Continue the text on the Stanford study of creativity and bipolar disorder, picking up after its final sentence.
---- Excerpted passage
For decades, scientists have known that eminently creative individuals have a much higher rate of manic depression, or bipolar disorder, than does the general population. But few controlled studies have been done to build the link between mental illness and creativity. Now, Stanford researchers Connie Strong and Terence Ketter, MD, have taken the first steps toward exploring the relationship.

Using personality and temperament tests, they found healthy artists to be more similar in personality to individuals with manic depression than to healthy people in the general population. "My hunch is that emotional range, having an emotional broadband, is the bipolar patient's advantage," said Strong. "It isn't the only thing going on, but something gives people with manic depression an edge, and I think it's emotional range."

Strong is a research manager in the Department of Psychiatry and Behavioral Science's bipolar disorders clinic and a doctoral candidate at the Pacific Graduate School. She is presenting preliminary results during a poster presentation today (May 21) at the annual meeting of the American Psychiatric Association Meeting in Philadelphia.

The current study is groundbreaking for psychiatric research in that it used separate control groups made up of both healthy, creative people and people from the general population.

Researchers administered standard personality, temperament and creativity tests to 47 people in the healthy control group, 48 patients with successfully treated bipolar disorder and 25 patients successfully treated for depression.
--------
---- Provided information
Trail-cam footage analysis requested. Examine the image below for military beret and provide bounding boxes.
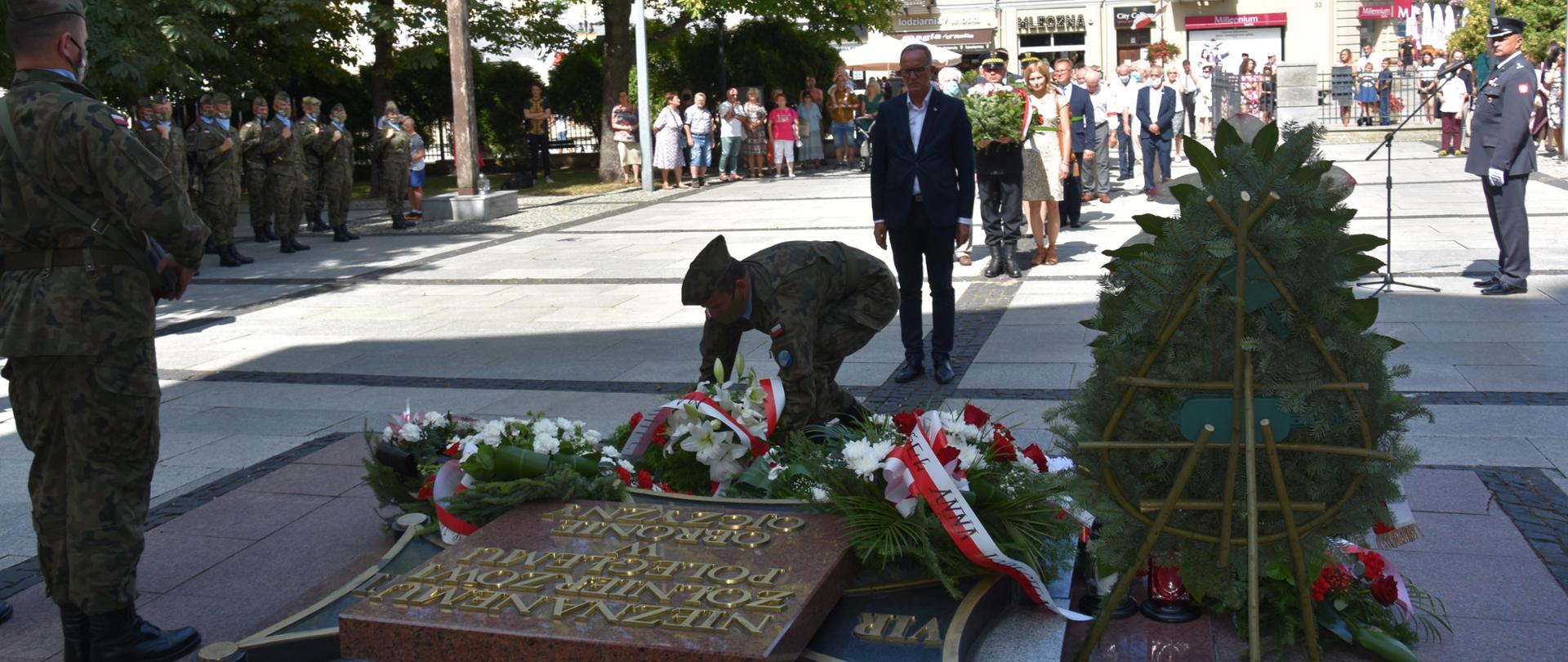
[10,0,87,20]
[680,235,737,306]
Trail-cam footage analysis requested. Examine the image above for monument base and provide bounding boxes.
[423,191,518,221]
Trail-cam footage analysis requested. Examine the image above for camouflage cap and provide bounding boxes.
[10,0,87,20]
[680,235,737,306]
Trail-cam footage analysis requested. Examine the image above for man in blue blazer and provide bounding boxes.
[1050,58,1101,227]
[872,44,975,384]
[1137,66,1176,201]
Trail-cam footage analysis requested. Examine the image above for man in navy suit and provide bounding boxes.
[1050,58,1099,227]
[1137,66,1176,201]
[872,44,975,384]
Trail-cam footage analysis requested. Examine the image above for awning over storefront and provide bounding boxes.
[898,29,996,53]
[1183,11,1285,29]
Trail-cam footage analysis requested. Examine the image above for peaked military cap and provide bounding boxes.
[1486,16,1524,39]
[680,235,735,306]
[10,0,87,20]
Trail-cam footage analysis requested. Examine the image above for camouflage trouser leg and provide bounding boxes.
[5,338,158,613]
[385,171,408,218]
[266,174,301,237]
[245,169,271,227]
[300,168,322,213]
[322,177,353,227]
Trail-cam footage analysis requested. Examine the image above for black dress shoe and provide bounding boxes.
[88,607,201,662]
[931,356,953,384]
[892,360,925,384]
[1480,282,1530,295]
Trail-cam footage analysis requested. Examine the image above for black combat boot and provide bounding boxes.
[88,607,201,662]
[60,604,89,662]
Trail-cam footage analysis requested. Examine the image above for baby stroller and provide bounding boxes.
[854,116,876,172]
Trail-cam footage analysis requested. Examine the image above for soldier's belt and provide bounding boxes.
[0,248,147,271]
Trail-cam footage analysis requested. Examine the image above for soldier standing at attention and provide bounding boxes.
[186,92,256,266]
[262,91,310,253]
[314,104,359,242]
[1464,16,1535,295]
[372,102,416,230]
[240,97,279,244]
[0,0,207,662]
[298,97,336,232]
[680,235,898,430]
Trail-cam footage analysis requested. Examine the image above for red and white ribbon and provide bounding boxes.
[884,411,1093,621]
[660,378,784,458]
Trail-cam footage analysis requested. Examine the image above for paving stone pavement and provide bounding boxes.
[0,137,1568,655]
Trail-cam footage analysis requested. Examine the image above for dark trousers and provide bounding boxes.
[527,135,550,179]
[1143,135,1171,191]
[888,198,953,364]
[978,174,1024,251]
[1480,174,1530,287]
[1116,123,1129,177]
[1062,152,1084,223]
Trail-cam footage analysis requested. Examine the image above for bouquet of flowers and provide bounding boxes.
[1261,541,1452,662]
[963,87,1024,145]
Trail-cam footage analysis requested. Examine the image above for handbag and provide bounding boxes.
[0,96,180,302]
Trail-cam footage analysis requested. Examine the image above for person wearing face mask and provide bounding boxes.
[370,102,416,230]
[261,91,310,253]
[317,104,359,242]
[298,97,327,232]
[680,235,898,430]
[240,97,278,244]
[0,0,208,662]
[186,92,256,266]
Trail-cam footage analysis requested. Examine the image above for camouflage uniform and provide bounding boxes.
[186,98,240,246]
[373,102,408,227]
[261,94,304,237]
[240,110,271,238]
[0,68,207,615]
[680,237,898,430]
[312,104,354,227]
[295,97,331,230]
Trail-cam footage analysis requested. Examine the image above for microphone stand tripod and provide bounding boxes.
[1356,60,1468,297]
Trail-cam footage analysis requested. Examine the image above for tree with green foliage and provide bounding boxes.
[1449,0,1563,63]
[1046,123,1425,652]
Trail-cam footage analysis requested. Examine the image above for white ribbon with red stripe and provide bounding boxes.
[884,411,1093,621]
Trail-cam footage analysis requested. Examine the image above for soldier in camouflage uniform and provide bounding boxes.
[680,235,898,430]
[295,97,327,232]
[185,92,256,266]
[261,91,310,253]
[0,0,207,660]
[240,97,279,244]
[310,104,359,242]
[372,102,414,230]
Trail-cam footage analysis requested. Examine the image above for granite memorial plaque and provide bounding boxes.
[339,500,853,662]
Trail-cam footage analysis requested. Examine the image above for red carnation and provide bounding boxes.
[1361,549,1388,579]
[1372,577,1399,607]
[964,405,991,427]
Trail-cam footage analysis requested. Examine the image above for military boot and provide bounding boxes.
[88,607,201,662]
[229,244,256,265]
[60,604,89,662]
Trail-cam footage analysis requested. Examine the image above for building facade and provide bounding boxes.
[891,0,1449,72]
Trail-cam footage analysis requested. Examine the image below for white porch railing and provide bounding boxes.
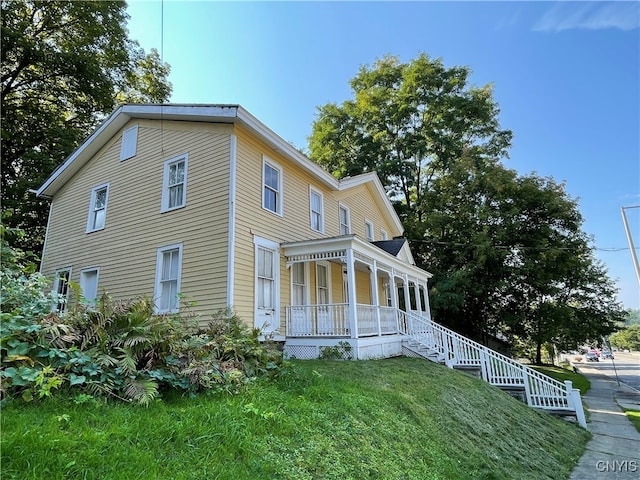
[285,303,398,337]
[285,303,351,337]
[398,310,586,428]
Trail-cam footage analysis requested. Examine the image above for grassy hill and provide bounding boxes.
[0,358,589,480]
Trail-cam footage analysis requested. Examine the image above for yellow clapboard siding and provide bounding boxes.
[43,121,232,313]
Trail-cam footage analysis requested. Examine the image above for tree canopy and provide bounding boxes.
[309,54,623,360]
[0,0,172,253]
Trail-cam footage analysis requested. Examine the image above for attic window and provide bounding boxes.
[120,125,138,161]
[364,220,374,242]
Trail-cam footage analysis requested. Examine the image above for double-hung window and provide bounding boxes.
[80,268,99,305]
[120,125,138,161]
[51,268,71,313]
[340,205,351,235]
[309,188,324,232]
[162,154,189,212]
[87,183,109,233]
[364,220,374,242]
[154,243,182,313]
[262,157,282,216]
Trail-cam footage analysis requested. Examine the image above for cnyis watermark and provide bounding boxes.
[596,460,640,473]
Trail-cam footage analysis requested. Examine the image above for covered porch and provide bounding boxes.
[281,235,431,358]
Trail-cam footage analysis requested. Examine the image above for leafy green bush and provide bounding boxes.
[0,226,284,404]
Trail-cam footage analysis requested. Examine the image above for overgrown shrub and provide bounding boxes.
[0,226,284,404]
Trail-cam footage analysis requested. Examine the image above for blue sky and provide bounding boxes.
[128,0,640,308]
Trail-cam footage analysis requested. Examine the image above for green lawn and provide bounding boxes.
[530,365,591,395]
[0,358,590,480]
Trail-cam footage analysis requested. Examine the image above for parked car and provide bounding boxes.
[585,352,600,362]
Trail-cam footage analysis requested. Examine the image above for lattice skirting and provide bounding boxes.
[283,345,320,360]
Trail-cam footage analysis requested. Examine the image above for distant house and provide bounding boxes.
[37,105,430,358]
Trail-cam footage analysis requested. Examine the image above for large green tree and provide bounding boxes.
[310,55,622,360]
[0,0,171,253]
[309,53,512,225]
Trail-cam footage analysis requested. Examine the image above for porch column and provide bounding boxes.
[402,275,411,312]
[369,258,382,337]
[346,248,358,338]
[413,279,422,316]
[389,270,398,308]
[424,283,431,320]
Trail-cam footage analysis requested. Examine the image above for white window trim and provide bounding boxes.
[315,261,332,305]
[364,219,375,242]
[262,155,284,217]
[51,267,72,313]
[153,243,183,313]
[338,203,351,235]
[253,236,280,322]
[80,267,100,305]
[160,153,189,213]
[309,186,324,233]
[86,182,109,233]
[120,125,138,162]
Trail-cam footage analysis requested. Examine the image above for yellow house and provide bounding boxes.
[36,105,430,358]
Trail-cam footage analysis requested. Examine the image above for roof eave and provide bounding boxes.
[35,104,338,197]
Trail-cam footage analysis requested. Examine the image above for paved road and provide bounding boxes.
[576,352,640,390]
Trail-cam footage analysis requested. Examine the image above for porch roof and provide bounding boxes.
[280,234,433,282]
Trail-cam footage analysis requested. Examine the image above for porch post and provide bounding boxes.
[413,278,422,316]
[346,248,358,338]
[402,275,411,312]
[424,283,431,320]
[369,258,382,337]
[389,269,398,308]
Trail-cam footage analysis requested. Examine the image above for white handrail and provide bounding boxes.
[398,311,586,428]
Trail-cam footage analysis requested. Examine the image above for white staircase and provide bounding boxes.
[398,311,587,428]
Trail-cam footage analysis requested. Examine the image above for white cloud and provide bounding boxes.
[533,2,640,32]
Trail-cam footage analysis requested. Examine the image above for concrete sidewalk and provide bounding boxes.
[569,365,640,480]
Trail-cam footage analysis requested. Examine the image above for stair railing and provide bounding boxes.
[398,310,586,428]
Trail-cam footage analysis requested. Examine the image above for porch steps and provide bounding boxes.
[400,312,587,428]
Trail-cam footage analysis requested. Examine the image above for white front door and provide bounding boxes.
[316,263,333,335]
[254,237,280,334]
[289,263,312,335]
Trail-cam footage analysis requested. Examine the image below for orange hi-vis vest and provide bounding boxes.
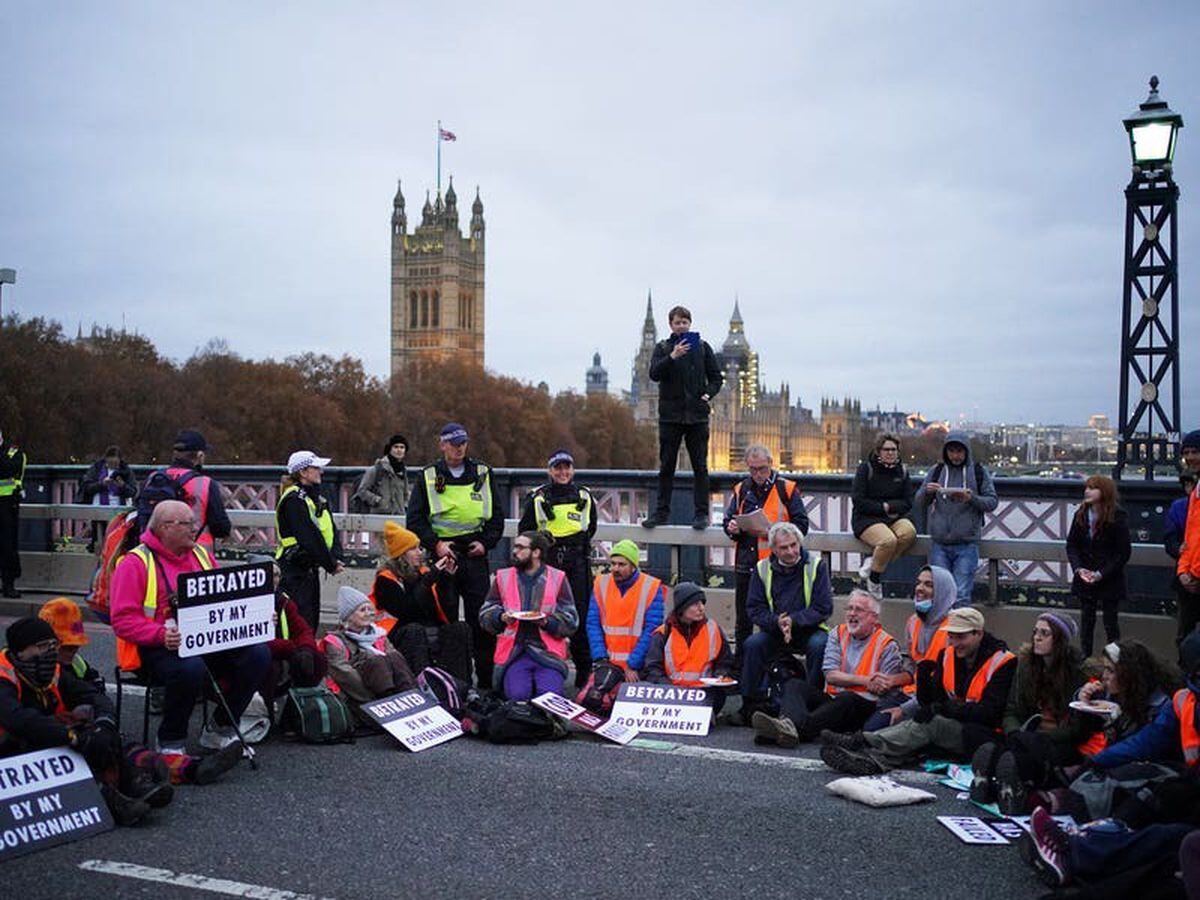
--------
» **Output of the exercise**:
She also tested 32 people in a healthy, creative control group. This group was comprised of Stanford graduate students enrolled in prestigious product design, creative writing and fine arts programs, including Stegner Fellows in writing, students in the interdisciplinary Joint Program in Design from the Department of Mechanical Engineering and studio arts master's students from the Department of Art & Art History. All subjects were matched for age, gender, education and socioeconomic status.

Preliminary analysis showed that people in the control group and recovered manic depressives were more open and likely to be moody and neurotic than healthy controls. Moodiness and neuroticism are part of a group of characteristics researchers are calling "negative-affective traits" which also include mild, nonclinical forms of depression and bipolar disorder.

Though the data are preliminary, they provide a roadmap for psychiatric researchers looking to solve the genius/madness paradox depicted in the movie A Beautiful Mind, which tells the story of Nobel Laureate John Nash. The existing data need further review, Strong said. "And, we need to expand this to other groups," he said. How mood influences the performance of artists and genius scientists will be the subject of future research at Stanford. "We need to better understand the emotional side of what they do," Strong said.